• Objetivo da tarefa: Por favor, liste todos os nomes de lugares do Brasil mencionados no texto sobre o Carnaval de Salvador, incluindo o próprio país.

• Texto:
※
QUEM SOU EU?



Matthew Barney. De Lama Lamina. Carnaval de Salvador, Bahia, 2004.


Já uma vez expliquei, neste jornal, que no Brasil, e na Bahia em particular, me permitia uma suspensão da distancia analítica e prescindia mesmo dos devaneios intelectuais inerentes à observação sociológica. E, no entanto, na noite do sábado de Carnaval, estando sentado e ensonado no Campo Grande, em Salvador, a fazer horas para apanhar o primeiro «ferry» para Itaparica, senti o súbito impacto de uma questão que, como se costuma dizer, não deixa ninguém indiferente.

«Quem sou eu? Quem sou eu?»

Encaminhei-me para a fonte da voz e constatei que era acompanhado por alguns milhares de pessoas que se moviam na mesma direcção, embora, é certo, de uma forma bem mais ritmada e colorida do que eu.

A resposta à mãe de todas as perguntas estava perto, mas, para o efeito deste texto, vou deixá-la para o final.

A principal razão que me levou este ano ao Carnaval de Salvador foi a anunciada presença dos desfiles, a convite do Projecto Afro, de um cortejo dirigido pelo artista plástico Mathew Barney e o músico Arto Lindsay, duas figuras famosas da cena artística americana. 

Aguardei com expectativa a ocasião de avaliar se o pequeno mundo da arte contemporânea com sede nova-iorquina teria capacidade de deixar uma marca no contexto daquela que é, provavelmente, uma das maiores manifestações culturais populares de massas à face da Terra.
※
• Listagem:
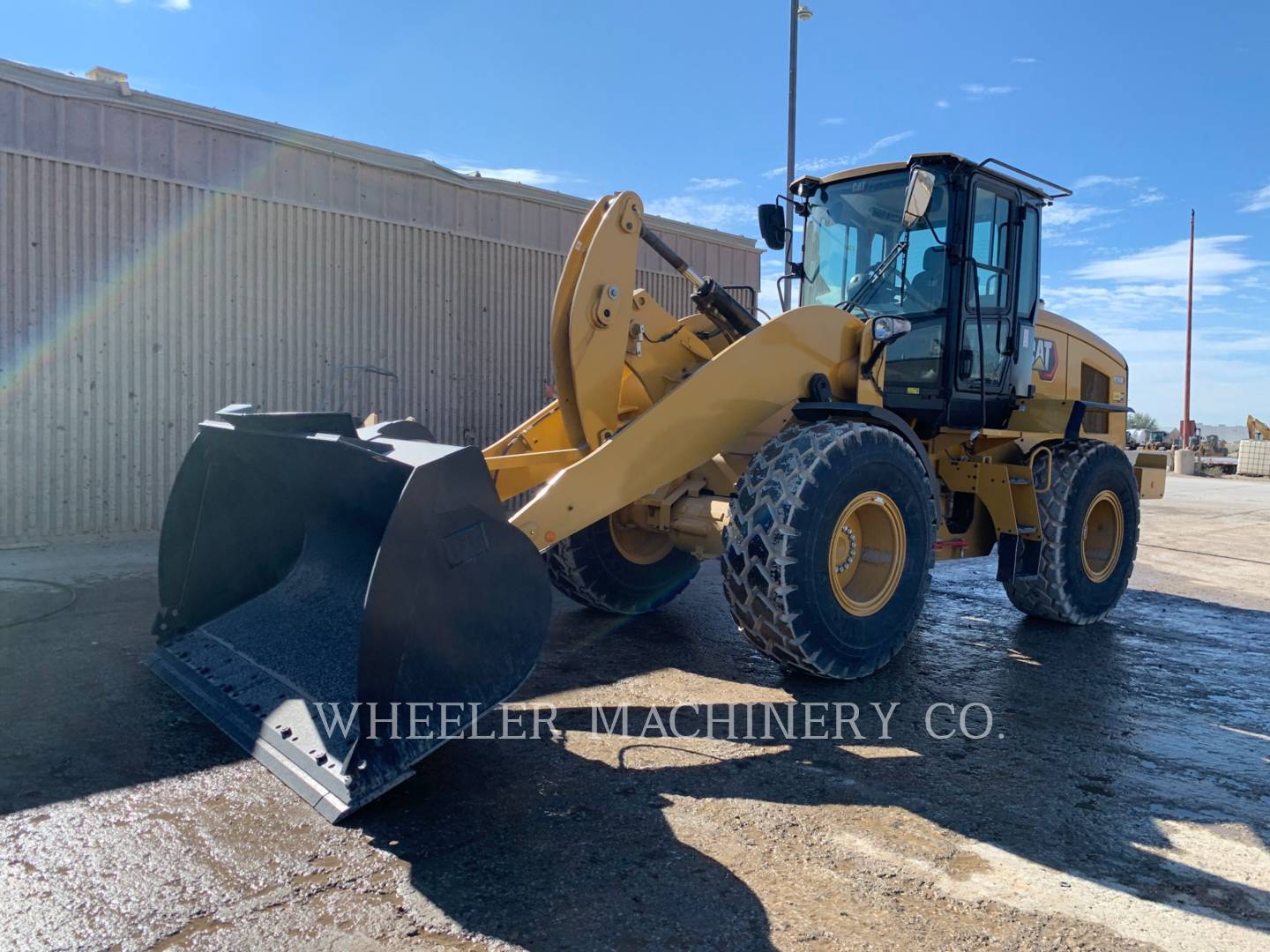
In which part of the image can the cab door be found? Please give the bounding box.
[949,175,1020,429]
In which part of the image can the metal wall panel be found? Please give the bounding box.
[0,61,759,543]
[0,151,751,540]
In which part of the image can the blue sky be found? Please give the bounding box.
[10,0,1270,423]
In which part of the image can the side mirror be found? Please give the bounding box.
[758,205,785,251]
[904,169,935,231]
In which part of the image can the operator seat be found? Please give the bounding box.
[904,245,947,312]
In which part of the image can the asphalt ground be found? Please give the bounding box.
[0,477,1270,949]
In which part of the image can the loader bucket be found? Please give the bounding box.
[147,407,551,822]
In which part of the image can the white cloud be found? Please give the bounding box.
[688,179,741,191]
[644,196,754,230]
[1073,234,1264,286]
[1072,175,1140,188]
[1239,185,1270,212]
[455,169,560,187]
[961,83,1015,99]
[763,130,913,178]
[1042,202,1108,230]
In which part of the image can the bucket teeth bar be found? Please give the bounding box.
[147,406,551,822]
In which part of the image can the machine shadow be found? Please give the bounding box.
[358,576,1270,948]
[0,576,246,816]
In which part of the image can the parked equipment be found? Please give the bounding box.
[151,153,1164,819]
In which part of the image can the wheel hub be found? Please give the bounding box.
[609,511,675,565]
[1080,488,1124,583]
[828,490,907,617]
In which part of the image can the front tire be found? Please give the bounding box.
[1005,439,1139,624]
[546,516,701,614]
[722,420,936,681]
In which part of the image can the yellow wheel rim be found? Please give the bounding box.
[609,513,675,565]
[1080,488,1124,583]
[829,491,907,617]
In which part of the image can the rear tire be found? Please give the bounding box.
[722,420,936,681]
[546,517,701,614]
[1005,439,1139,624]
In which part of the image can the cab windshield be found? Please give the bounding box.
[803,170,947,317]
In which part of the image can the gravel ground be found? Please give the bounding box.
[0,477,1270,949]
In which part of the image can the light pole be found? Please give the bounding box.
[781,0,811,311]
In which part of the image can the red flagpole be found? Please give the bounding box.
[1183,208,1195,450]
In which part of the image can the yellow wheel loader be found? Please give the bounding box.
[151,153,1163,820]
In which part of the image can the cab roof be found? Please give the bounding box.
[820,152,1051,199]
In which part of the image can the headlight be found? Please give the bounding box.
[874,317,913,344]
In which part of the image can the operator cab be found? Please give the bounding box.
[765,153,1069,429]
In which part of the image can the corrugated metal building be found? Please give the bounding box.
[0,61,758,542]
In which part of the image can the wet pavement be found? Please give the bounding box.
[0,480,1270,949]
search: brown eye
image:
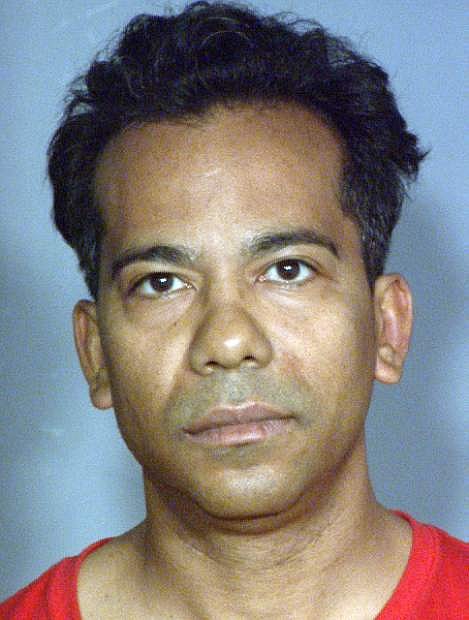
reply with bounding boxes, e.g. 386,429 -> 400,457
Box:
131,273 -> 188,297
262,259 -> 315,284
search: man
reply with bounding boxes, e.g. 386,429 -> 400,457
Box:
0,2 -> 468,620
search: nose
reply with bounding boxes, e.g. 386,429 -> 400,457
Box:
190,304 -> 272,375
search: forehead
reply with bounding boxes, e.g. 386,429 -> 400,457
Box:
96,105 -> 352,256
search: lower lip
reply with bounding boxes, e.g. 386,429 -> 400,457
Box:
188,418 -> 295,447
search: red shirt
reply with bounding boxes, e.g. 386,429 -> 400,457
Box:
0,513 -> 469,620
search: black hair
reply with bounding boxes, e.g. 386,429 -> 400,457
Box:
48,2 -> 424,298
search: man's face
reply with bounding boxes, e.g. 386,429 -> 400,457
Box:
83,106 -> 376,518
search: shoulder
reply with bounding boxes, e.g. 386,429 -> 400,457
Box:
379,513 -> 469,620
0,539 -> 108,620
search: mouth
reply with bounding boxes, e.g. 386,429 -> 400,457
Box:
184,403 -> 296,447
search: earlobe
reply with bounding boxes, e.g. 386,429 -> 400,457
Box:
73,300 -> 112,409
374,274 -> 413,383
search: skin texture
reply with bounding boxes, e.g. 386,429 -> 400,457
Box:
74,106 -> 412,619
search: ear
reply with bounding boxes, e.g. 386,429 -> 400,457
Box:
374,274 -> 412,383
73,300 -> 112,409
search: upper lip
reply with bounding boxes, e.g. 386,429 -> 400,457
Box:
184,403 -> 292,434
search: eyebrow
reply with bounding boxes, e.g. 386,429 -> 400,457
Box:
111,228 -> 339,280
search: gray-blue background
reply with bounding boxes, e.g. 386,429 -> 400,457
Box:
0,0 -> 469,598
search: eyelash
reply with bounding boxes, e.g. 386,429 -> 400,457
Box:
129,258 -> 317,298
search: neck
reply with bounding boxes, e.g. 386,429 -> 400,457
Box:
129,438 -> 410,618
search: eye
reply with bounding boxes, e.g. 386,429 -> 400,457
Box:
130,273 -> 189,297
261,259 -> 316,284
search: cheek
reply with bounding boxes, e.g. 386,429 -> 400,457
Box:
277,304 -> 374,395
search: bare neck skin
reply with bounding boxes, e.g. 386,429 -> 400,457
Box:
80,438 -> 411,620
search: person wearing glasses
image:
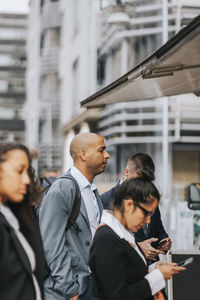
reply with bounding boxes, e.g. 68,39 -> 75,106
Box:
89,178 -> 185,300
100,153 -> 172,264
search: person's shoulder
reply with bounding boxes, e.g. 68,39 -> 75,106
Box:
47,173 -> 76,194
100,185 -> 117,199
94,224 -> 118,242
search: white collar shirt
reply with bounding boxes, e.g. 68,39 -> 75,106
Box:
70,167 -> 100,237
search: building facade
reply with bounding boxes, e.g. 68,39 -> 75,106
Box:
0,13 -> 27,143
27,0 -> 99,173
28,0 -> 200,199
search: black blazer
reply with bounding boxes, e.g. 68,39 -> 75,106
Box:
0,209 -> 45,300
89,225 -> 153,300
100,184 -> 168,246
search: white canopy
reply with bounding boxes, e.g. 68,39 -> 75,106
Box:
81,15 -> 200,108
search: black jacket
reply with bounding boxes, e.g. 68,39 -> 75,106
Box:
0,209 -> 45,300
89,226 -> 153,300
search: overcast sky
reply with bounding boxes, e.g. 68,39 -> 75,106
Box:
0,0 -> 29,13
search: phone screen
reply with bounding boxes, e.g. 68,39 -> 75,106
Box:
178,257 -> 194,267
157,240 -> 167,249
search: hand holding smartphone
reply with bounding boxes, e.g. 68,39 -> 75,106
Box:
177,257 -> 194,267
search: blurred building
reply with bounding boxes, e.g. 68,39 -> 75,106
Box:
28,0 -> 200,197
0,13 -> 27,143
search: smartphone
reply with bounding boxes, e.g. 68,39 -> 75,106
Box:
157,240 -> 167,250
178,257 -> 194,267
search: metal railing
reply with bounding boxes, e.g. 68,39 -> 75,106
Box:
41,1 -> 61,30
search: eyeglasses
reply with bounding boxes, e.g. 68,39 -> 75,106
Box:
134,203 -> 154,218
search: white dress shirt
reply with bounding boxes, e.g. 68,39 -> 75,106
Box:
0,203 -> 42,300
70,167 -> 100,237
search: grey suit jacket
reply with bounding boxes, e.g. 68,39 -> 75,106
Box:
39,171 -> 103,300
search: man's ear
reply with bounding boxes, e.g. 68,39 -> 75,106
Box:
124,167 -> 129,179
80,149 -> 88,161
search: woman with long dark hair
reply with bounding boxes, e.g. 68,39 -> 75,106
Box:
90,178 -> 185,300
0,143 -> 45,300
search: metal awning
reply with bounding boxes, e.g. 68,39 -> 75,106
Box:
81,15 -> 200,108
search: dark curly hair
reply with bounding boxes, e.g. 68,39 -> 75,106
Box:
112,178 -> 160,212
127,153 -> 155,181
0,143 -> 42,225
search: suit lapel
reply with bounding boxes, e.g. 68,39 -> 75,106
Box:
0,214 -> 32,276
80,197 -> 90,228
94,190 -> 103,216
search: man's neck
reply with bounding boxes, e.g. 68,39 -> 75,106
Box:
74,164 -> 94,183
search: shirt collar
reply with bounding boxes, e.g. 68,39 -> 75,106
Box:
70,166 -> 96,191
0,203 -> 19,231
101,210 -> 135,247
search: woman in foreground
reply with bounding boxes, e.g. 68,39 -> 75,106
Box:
※
• Resposta: Brasil, Bahia, Salvador, Campo Grande, Itaparica